Written task.
Can you copy every line of the records below character for character, with no changes?

>> Start Data for processing

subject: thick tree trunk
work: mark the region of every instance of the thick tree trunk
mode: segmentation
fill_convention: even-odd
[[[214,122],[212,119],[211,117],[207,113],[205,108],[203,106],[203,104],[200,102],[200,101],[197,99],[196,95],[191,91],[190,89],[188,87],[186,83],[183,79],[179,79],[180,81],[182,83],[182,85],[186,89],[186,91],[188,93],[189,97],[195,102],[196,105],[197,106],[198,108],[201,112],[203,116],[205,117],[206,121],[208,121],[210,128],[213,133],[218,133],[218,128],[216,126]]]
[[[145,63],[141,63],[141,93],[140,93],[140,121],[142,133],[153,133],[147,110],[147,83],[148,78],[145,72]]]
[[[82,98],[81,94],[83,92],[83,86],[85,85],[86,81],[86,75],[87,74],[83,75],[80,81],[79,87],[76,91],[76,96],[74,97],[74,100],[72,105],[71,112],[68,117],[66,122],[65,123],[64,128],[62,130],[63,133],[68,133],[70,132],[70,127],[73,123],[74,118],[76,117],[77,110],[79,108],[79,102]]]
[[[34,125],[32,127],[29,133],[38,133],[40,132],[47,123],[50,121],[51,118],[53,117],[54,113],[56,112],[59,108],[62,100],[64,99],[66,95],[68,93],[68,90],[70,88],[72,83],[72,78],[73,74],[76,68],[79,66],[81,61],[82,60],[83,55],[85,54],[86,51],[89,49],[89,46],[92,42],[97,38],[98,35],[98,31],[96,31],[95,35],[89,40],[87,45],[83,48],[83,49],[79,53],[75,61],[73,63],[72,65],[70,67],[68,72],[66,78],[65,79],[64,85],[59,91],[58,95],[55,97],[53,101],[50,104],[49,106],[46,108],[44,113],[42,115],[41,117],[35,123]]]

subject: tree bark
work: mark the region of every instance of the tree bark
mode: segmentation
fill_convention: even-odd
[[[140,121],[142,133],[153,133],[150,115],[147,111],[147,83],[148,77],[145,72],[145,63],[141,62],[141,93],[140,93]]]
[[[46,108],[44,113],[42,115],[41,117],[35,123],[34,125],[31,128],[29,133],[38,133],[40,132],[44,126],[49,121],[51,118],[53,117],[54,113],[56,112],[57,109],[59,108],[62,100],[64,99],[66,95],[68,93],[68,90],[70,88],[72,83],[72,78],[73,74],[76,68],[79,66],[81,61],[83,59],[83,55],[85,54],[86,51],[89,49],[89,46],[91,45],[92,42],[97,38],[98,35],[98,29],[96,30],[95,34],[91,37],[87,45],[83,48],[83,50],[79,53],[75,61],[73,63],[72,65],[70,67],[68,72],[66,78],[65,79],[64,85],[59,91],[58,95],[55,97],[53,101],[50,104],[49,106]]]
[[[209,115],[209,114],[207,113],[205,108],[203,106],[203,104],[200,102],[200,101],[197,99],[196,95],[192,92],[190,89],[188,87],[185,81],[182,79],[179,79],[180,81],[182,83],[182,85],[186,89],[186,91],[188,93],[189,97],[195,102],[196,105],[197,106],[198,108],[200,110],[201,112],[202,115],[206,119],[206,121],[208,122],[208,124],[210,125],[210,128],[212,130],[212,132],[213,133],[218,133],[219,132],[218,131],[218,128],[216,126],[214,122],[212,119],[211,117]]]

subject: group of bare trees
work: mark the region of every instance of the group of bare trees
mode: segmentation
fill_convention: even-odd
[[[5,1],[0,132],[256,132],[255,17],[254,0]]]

>> End Data for processing

Answer to the task.
subject: thick tree trunk
work: mark the region of every instance of the thick tree trunk
mode: segmentation
fill_convention: even-odd
[[[214,122],[212,119],[211,117],[207,113],[205,108],[203,106],[203,104],[200,102],[200,101],[197,99],[196,95],[191,91],[190,89],[188,87],[186,83],[183,79],[179,79],[180,81],[182,83],[182,85],[186,89],[186,91],[188,93],[189,97],[195,102],[196,105],[197,106],[198,108],[201,112],[203,116],[205,117],[206,121],[208,121],[210,128],[213,133],[218,133],[218,128],[216,126]]]
[[[145,63],[141,63],[141,93],[140,93],[140,121],[142,133],[153,133],[147,110],[147,83],[148,78],[145,72]]]
[[[82,98],[81,94],[83,92],[83,86],[85,85],[86,81],[86,75],[87,74],[83,75],[80,81],[79,87],[76,91],[76,96],[74,97],[74,100],[72,105],[71,112],[68,117],[66,122],[65,123],[64,128],[62,130],[63,133],[68,133],[70,132],[70,127],[73,123],[74,118],[76,117],[77,110],[79,108],[79,102]]]
[[[34,125],[32,127],[29,133],[38,133],[40,132],[47,123],[50,121],[51,118],[53,117],[54,113],[56,112],[59,108],[62,100],[64,99],[66,95],[68,93],[68,90],[70,88],[72,83],[72,78],[73,74],[76,68],[79,66],[81,61],[82,60],[83,55],[85,54],[86,51],[89,49],[89,46],[92,42],[97,38],[98,35],[98,31],[96,31],[95,35],[89,40],[87,45],[83,48],[83,49],[79,53],[75,61],[73,63],[72,65],[70,67],[68,72],[66,78],[65,79],[64,85],[59,91],[58,95],[55,97],[53,101],[50,104],[49,106],[46,108],[44,113],[42,115],[41,117],[35,123]]]

subject: tree bark
work: mark the region of every instance of the tree bark
mode: segmentation
fill_convention: even-odd
[[[140,121],[142,133],[153,133],[150,115],[147,111],[147,83],[148,77],[145,72],[145,63],[141,62],[141,93],[140,93]]]
[[[46,108],[44,113],[42,115],[41,117],[35,123],[34,125],[31,128],[29,133],[38,133],[40,132],[44,126],[49,121],[51,118],[53,117],[54,113],[56,112],[57,109],[59,108],[62,100],[64,99],[66,95],[68,93],[68,90],[70,88],[72,83],[72,78],[73,74],[76,68],[79,66],[81,61],[83,59],[83,55],[85,54],[86,51],[89,49],[89,46],[91,45],[92,42],[97,38],[98,35],[98,29],[96,30],[95,34],[91,37],[87,45],[83,48],[83,50],[79,53],[75,61],[73,63],[72,65],[70,67],[68,72],[66,78],[65,79],[64,85],[59,91],[58,95],[55,97],[53,101],[50,104],[49,106]]]
[[[209,115],[209,114],[207,113],[205,108],[203,106],[203,104],[200,102],[200,101],[197,99],[196,95],[192,92],[190,89],[188,87],[185,81],[182,79],[179,79],[180,81],[182,83],[182,85],[186,89],[186,91],[188,93],[189,97],[195,102],[196,105],[197,106],[198,108],[200,110],[201,112],[202,115],[206,119],[206,121],[208,122],[208,124],[210,125],[210,128],[212,130],[212,132],[213,133],[218,133],[219,132],[218,131],[218,128],[216,126],[214,122],[212,119],[211,117]]]

subject: group of bare trees
work: mark the region of every instance of the group of bare trees
mode: segmentation
fill_convention: even-odd
[[[5,1],[0,132],[256,132],[255,17],[254,0]]]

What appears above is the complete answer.